If a turf track is too wet, or otherwise deemed “unraceable”, then race is cancelled to protect both the horses and the race surface. Sometimes the race is moved to a dirt track.
Fog and snow render any course unraceable, no matter what surface. There is little than can be done about this. Even if the track itself is clear, then there are still logistical problems in getting horses, staff and race goers to the course due to the conditions elsewhere.
Financially, cancelled meetings are bad news. Bookmakers can’t take bets — which not only impacts their taking, but also the levy (funding for racing). Jockeys usually don’t get paid on cancelled races. And race courses still have to pay their staff unless prior arrangements were made for any unforeseeable circumstances.
The cancellations have a huge impact on trainers, too. Take snow and frost as an example:
- Water: it’s difficult to supply fresh water for the horses when it’s icy or frozen over
- Cold: extra work and effort is required to feed the horses outside
- Fixtures: the schedules are in disarray. Trainers will be trying to get several runners in the same race, making it more competitive than usual.
Fitness levels decrease too:
- Less workouts: trainers cannot provide horses with a full workout due to the impractical icy conditions
- Horse walkers overcrowded: horse walkers are in heavy demand, so less time and focus is put into individual horses.

## GIVEN RECORDS
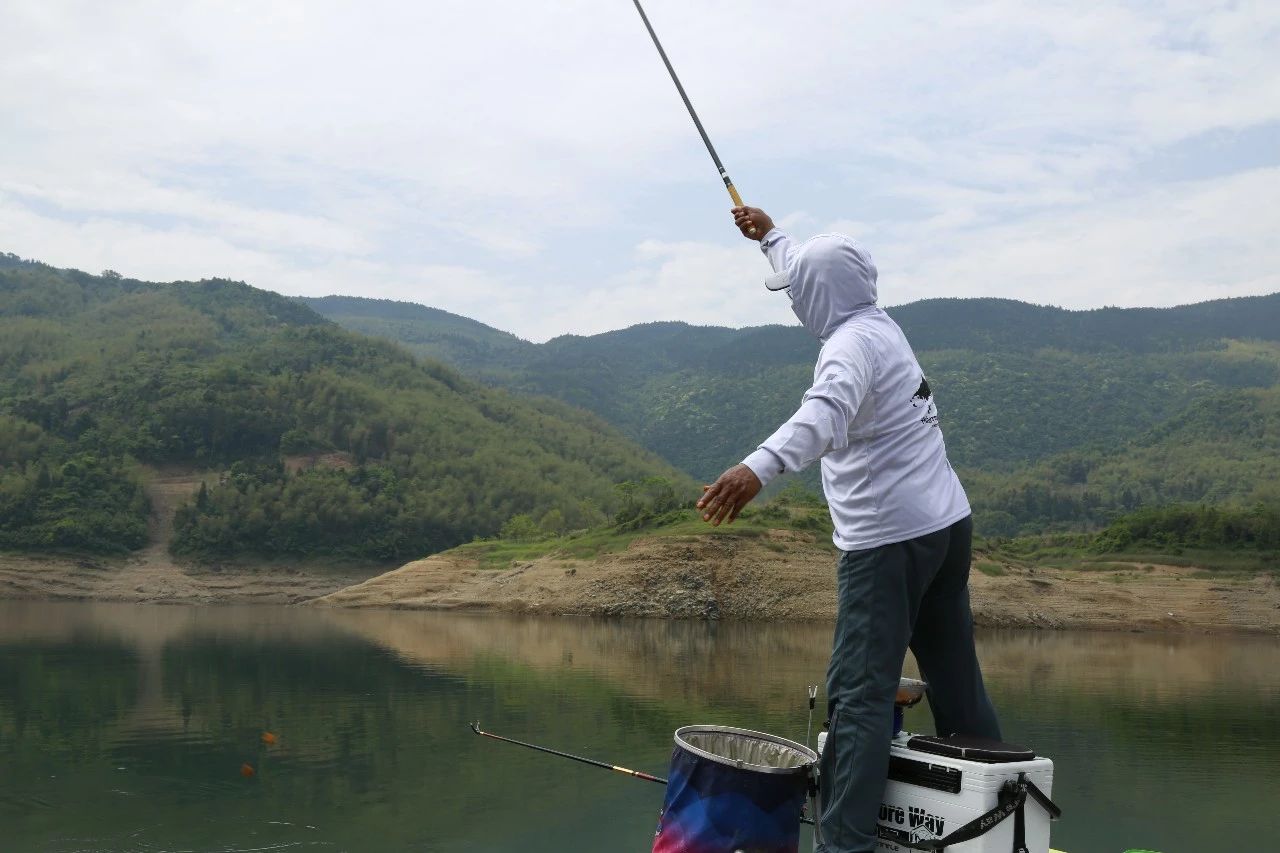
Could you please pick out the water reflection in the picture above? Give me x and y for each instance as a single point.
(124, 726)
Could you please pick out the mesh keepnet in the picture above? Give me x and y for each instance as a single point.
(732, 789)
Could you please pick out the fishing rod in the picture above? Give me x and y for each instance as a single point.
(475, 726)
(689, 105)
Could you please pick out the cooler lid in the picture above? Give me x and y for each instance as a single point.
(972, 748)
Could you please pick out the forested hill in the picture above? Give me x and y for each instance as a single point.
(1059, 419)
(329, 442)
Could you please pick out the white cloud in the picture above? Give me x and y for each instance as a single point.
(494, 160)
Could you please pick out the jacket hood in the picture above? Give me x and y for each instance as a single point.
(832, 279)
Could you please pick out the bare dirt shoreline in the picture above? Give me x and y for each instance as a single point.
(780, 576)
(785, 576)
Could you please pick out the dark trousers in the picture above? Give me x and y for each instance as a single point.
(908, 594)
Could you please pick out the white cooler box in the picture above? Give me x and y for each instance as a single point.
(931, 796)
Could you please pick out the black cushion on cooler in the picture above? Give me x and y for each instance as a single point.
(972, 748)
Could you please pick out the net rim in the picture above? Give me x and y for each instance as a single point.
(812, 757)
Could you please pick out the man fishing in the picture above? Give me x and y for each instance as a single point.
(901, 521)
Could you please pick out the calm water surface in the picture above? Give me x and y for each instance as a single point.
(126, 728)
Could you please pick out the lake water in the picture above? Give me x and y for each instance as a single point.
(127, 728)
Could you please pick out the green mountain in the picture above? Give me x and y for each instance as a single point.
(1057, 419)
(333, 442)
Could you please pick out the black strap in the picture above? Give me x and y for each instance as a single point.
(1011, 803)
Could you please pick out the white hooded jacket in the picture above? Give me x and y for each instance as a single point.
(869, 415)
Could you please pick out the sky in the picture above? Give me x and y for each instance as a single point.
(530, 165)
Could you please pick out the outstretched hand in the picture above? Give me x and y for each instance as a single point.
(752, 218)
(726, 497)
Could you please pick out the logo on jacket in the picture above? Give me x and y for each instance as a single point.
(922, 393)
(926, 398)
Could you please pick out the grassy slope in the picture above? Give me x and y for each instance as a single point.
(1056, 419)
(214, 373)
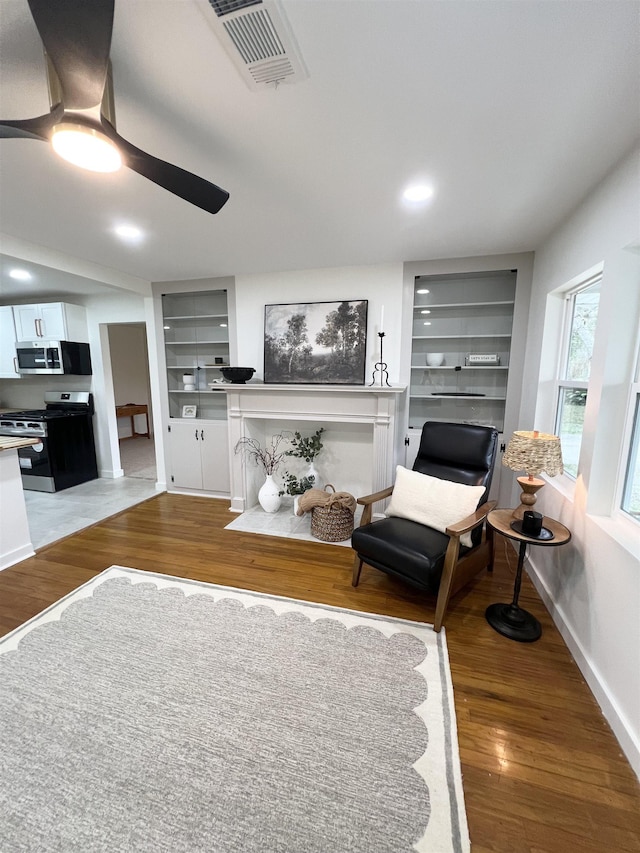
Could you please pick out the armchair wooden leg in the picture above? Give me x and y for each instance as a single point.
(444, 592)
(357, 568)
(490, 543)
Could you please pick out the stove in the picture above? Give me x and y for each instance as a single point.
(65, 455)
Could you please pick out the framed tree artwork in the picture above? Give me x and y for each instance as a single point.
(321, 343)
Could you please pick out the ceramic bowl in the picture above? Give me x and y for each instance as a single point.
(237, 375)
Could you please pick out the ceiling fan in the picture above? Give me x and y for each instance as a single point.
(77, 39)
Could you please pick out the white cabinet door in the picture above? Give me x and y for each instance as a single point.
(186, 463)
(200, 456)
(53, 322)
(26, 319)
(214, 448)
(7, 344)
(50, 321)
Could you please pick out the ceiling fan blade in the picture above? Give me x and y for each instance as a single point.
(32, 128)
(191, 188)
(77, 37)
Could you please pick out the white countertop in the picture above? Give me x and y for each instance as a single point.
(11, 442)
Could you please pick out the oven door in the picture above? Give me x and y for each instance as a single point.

## BRIEF
Please extract the stretch from "Financially, cancelled meetings" through "competitive than usual." from the text on race cancellations, copying it word for word.

## EXERCISE RESPONSE
Financially, cancelled meetings are bad news. Bookmakers can’t take bets — which not only impacts their taking, but also the levy (funding for racing). Jockeys usually don’t get paid on cancelled races. And race courses still have to pay their staff unless prior arrangements were made for any unforeseeable circumstances.
The cancellations have a huge impact on trainers, too. Take snow and frost as an example:
- Water: it’s difficult to supply fresh water for the horses when it’s icy or frozen over
- Cold: extra work and effort is required to feed the horses outside
- Fixtures: the schedules are in disarray. Trainers will be trying to get several runners in the same race, making it more competitive than usual.